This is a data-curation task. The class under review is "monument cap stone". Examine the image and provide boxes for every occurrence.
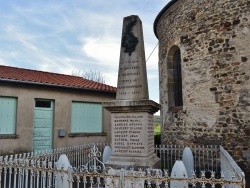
[116,15,149,100]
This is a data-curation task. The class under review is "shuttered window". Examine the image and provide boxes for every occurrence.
[71,102,102,133]
[0,97,17,134]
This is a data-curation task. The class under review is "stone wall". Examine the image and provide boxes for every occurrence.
[155,0,250,173]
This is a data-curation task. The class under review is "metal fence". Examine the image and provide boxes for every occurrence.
[0,144,245,188]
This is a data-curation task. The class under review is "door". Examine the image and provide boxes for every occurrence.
[33,99,54,151]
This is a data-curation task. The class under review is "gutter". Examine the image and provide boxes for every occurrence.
[154,0,179,39]
[0,79,116,94]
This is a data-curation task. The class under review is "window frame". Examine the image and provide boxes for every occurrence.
[69,101,103,134]
[0,96,18,136]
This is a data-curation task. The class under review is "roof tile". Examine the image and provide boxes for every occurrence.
[0,65,116,92]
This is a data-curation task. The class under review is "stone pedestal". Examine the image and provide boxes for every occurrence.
[103,100,159,168]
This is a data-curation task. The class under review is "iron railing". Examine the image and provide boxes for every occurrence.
[0,144,245,188]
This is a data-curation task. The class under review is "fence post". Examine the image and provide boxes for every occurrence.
[119,168,125,188]
[55,154,71,188]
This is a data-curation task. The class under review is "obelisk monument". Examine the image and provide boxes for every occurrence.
[103,15,160,168]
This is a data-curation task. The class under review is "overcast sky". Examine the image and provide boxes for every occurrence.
[0,0,169,102]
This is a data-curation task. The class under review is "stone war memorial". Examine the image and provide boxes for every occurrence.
[103,15,160,168]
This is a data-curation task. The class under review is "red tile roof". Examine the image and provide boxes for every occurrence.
[0,65,116,92]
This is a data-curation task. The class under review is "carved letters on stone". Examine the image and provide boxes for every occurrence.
[122,19,138,56]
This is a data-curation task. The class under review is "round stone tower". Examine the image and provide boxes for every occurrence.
[154,0,250,176]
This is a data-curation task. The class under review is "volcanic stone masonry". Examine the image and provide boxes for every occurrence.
[154,0,250,174]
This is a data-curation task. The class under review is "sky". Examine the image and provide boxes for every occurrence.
[0,0,169,102]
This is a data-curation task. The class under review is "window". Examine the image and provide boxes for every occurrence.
[71,102,102,133]
[0,97,17,135]
[167,46,183,109]
[173,49,183,107]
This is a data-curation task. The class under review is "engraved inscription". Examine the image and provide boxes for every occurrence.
[112,115,154,155]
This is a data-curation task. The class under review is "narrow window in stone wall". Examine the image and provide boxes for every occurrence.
[167,46,183,110]
[173,49,183,107]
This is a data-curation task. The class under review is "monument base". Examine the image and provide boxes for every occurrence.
[105,154,160,169]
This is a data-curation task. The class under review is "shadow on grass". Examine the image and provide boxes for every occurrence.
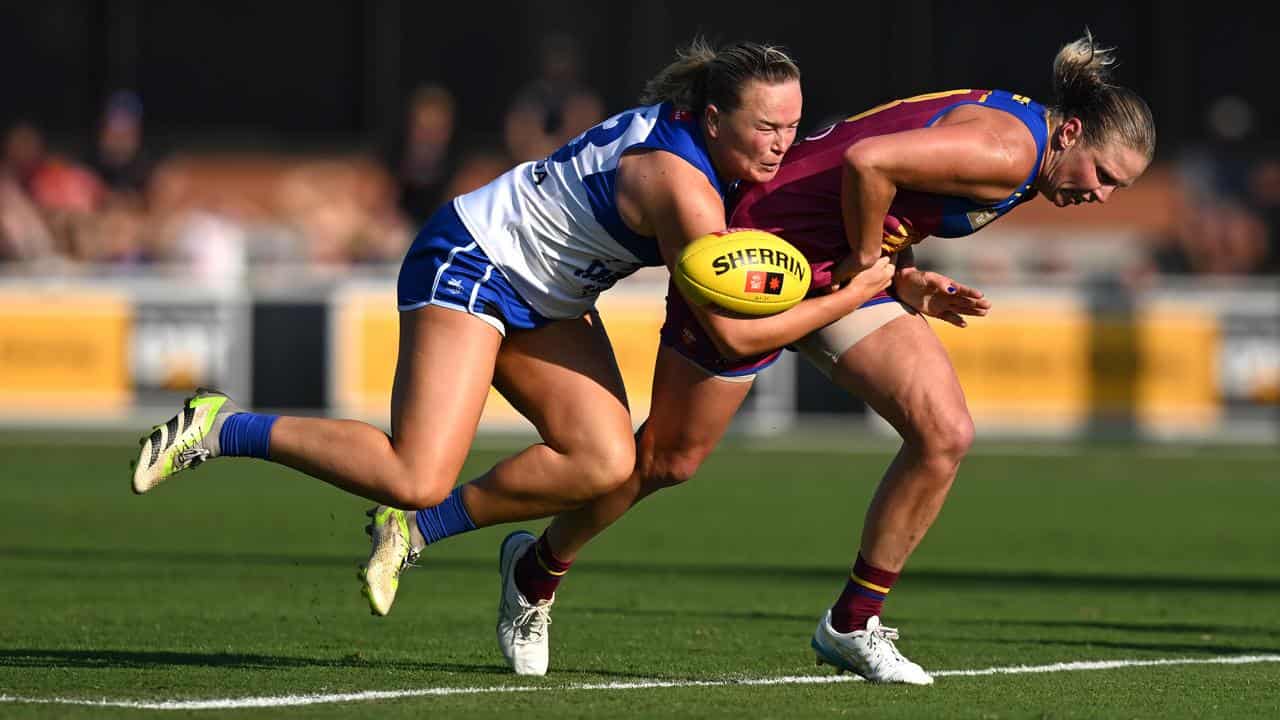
[0,546,1280,593]
[0,648,652,679]
[962,635,1280,655]
[947,620,1280,638]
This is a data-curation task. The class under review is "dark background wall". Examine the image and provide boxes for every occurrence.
[0,0,1280,152]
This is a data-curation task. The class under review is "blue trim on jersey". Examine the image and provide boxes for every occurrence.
[582,169,663,268]
[925,90,1048,237]
[627,102,724,199]
[397,202,552,334]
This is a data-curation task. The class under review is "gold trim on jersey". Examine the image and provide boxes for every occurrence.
[845,88,973,123]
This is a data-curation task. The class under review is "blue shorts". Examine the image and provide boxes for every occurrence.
[397,202,552,336]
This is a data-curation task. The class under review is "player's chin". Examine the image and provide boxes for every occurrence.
[750,163,781,182]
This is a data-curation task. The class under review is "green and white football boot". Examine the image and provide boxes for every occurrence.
[133,388,242,495]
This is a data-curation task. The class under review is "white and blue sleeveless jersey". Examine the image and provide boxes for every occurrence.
[453,104,727,318]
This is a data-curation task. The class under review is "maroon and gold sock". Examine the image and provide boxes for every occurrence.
[831,552,897,633]
[516,533,572,602]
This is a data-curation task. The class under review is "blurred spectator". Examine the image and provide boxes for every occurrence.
[90,90,154,206]
[0,122,54,261]
[444,145,512,197]
[1153,95,1280,275]
[0,120,45,190]
[387,85,457,228]
[504,33,604,163]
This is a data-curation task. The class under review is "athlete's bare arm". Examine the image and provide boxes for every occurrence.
[617,151,892,359]
[837,105,1037,271]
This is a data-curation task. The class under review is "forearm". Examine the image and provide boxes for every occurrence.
[840,152,897,269]
[699,283,876,359]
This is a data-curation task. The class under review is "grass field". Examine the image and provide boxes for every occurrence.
[0,437,1280,719]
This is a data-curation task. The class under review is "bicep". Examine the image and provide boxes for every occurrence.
[846,123,1036,201]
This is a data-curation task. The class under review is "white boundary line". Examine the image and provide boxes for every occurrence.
[0,655,1280,710]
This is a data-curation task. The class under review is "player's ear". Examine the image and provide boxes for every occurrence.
[703,102,721,138]
[1053,118,1084,150]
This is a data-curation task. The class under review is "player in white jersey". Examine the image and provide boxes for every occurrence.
[133,42,892,674]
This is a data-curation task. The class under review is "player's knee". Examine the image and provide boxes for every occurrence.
[637,448,707,489]
[925,413,974,464]
[575,438,636,502]
[392,461,458,510]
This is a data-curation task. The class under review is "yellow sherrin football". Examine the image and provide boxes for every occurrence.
[675,228,812,315]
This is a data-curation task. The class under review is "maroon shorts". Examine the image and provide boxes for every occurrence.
[662,283,891,378]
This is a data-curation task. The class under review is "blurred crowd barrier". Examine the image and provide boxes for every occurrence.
[0,270,1280,442]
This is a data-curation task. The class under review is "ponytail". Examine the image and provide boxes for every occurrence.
[1052,28,1156,161]
[640,37,800,113]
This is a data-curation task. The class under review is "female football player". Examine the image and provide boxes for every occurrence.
[133,41,892,674]
[516,29,1156,684]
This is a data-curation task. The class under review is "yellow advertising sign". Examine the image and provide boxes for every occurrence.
[330,290,663,429]
[0,288,132,416]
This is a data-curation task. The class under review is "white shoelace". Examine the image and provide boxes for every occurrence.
[511,602,552,642]
[178,446,212,469]
[867,625,910,662]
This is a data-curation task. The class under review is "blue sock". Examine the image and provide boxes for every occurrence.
[218,413,279,460]
[413,486,476,544]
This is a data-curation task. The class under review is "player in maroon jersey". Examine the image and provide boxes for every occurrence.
[517,35,1155,684]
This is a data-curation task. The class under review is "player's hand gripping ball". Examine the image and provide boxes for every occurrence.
[675,228,812,315]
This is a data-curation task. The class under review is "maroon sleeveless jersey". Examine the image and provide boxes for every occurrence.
[728,90,1048,288]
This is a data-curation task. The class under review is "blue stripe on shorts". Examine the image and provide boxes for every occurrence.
[397,202,550,334]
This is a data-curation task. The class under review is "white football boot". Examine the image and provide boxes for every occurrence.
[498,530,556,675]
[809,610,933,685]
[132,388,241,495]
[356,505,422,615]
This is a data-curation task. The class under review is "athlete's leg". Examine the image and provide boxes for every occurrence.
[270,306,502,509]
[800,304,973,684]
[547,346,751,564]
[462,313,635,527]
[831,315,974,573]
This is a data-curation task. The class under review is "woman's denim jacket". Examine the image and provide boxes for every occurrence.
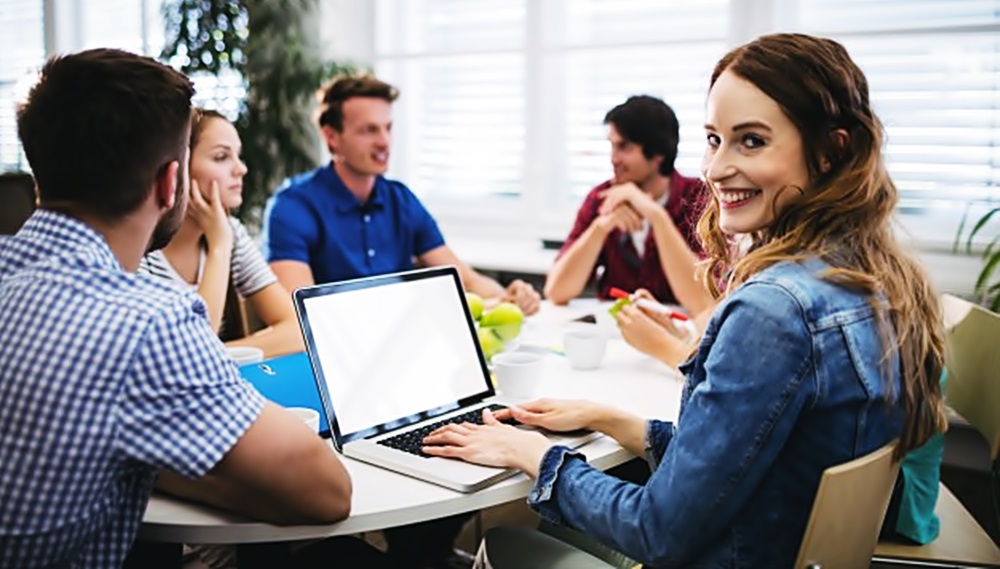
[528,260,902,568]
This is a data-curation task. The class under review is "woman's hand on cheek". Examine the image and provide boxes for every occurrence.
[188,178,233,251]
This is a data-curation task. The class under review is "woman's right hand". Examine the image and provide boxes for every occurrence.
[496,399,603,432]
[188,178,233,251]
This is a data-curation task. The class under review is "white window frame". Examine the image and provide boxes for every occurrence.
[372,0,1000,253]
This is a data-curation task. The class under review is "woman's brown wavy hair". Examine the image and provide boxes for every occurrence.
[698,34,947,456]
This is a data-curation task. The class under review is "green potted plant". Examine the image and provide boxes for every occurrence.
[953,207,1000,312]
[161,0,354,227]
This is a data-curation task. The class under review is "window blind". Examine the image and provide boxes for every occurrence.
[799,0,1000,216]
[548,0,729,200]
[376,0,526,199]
[0,0,45,171]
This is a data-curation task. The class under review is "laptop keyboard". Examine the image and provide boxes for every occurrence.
[377,403,518,458]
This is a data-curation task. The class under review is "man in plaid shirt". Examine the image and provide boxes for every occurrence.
[0,49,351,568]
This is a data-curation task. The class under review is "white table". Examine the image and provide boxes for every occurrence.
[139,300,683,543]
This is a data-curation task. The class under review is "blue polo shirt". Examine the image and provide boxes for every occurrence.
[264,163,444,283]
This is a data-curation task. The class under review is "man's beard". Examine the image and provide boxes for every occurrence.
[146,168,188,253]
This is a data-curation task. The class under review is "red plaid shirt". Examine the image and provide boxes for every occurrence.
[559,170,707,303]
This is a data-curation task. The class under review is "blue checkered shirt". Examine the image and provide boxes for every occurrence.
[0,210,264,568]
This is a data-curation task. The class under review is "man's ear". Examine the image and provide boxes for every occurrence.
[819,128,851,174]
[155,160,182,210]
[320,124,340,155]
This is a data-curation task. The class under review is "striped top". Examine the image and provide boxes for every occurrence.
[139,217,278,298]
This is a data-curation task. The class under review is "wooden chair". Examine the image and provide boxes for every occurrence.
[874,294,1000,567]
[795,441,899,569]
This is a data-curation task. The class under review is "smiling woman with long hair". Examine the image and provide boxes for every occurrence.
[416,34,945,569]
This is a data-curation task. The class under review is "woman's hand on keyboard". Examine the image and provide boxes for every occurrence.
[497,399,602,432]
[423,409,552,477]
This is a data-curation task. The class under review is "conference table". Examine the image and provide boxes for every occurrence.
[139,299,683,544]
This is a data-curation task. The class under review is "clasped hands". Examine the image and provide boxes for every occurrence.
[423,399,597,478]
[596,182,664,233]
[501,279,542,316]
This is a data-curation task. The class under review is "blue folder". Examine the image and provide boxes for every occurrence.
[234,352,330,437]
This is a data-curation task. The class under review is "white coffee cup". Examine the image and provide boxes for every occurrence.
[288,407,319,433]
[563,327,608,369]
[226,346,264,366]
[492,352,545,401]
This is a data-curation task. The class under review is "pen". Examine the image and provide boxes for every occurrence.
[608,287,688,322]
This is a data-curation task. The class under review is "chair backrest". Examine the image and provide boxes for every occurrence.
[795,441,899,569]
[0,172,36,235]
[941,294,1000,460]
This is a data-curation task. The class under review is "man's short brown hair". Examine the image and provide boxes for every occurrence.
[319,74,399,132]
[17,49,194,218]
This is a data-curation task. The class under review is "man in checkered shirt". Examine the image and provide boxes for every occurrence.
[0,50,360,568]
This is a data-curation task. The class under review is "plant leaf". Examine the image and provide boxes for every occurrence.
[965,207,1000,252]
[975,246,1000,294]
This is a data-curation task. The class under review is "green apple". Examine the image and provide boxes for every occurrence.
[608,296,632,318]
[479,302,524,342]
[476,328,504,361]
[465,292,483,320]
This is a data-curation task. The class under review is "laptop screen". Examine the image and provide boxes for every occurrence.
[295,267,493,443]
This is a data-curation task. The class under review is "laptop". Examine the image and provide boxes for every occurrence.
[293,266,599,492]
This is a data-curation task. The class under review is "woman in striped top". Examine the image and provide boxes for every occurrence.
[142,109,303,357]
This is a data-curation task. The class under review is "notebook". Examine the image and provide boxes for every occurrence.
[240,352,330,438]
[293,267,598,492]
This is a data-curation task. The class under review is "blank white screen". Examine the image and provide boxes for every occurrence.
[303,275,486,435]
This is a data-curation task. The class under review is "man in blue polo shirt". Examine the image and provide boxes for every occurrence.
[264,75,539,314]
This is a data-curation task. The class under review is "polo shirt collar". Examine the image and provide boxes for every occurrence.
[321,162,386,213]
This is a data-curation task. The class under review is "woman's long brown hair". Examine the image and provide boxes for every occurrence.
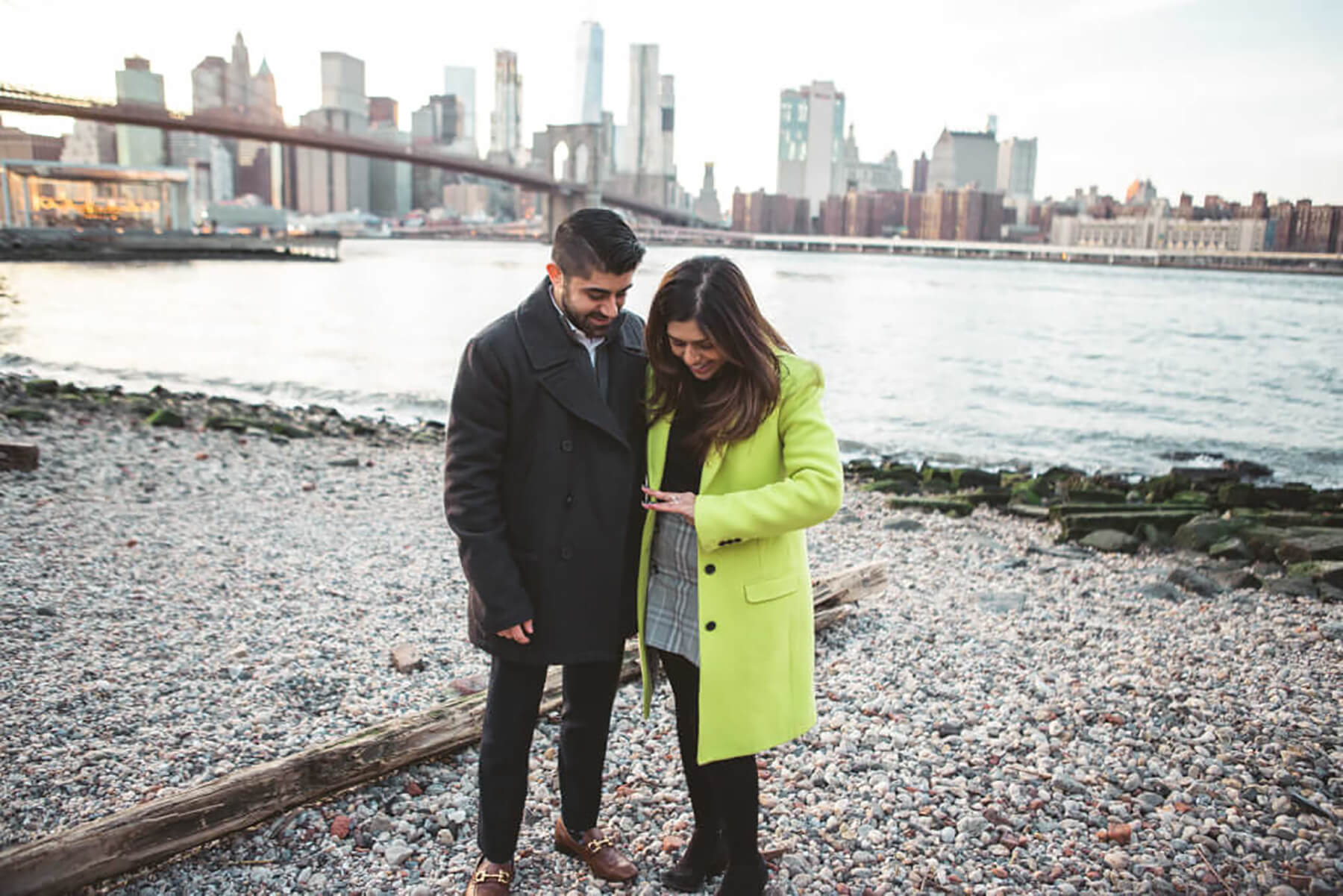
+ + +
Reproduce the stretch from the start of the entries through the line containing "[0,97,17,134]", requests included, but multiply every bounding-box coordinate in the answers by 0.75 and round each to a whole number, with halves rounded up. Omit the pictures.

◆ **RESULT OF THIS EXERCISE**:
This is a data-curation task. The class under review is "monument cap stone". Examine the image and provide boxes for every occurrence.
[87,11,112,75]
This is a data-curation task. The class under review is "shuttered window". Examine the image and provide boxes for every occurrence.
[53,77,77,100]
[0,73,13,101]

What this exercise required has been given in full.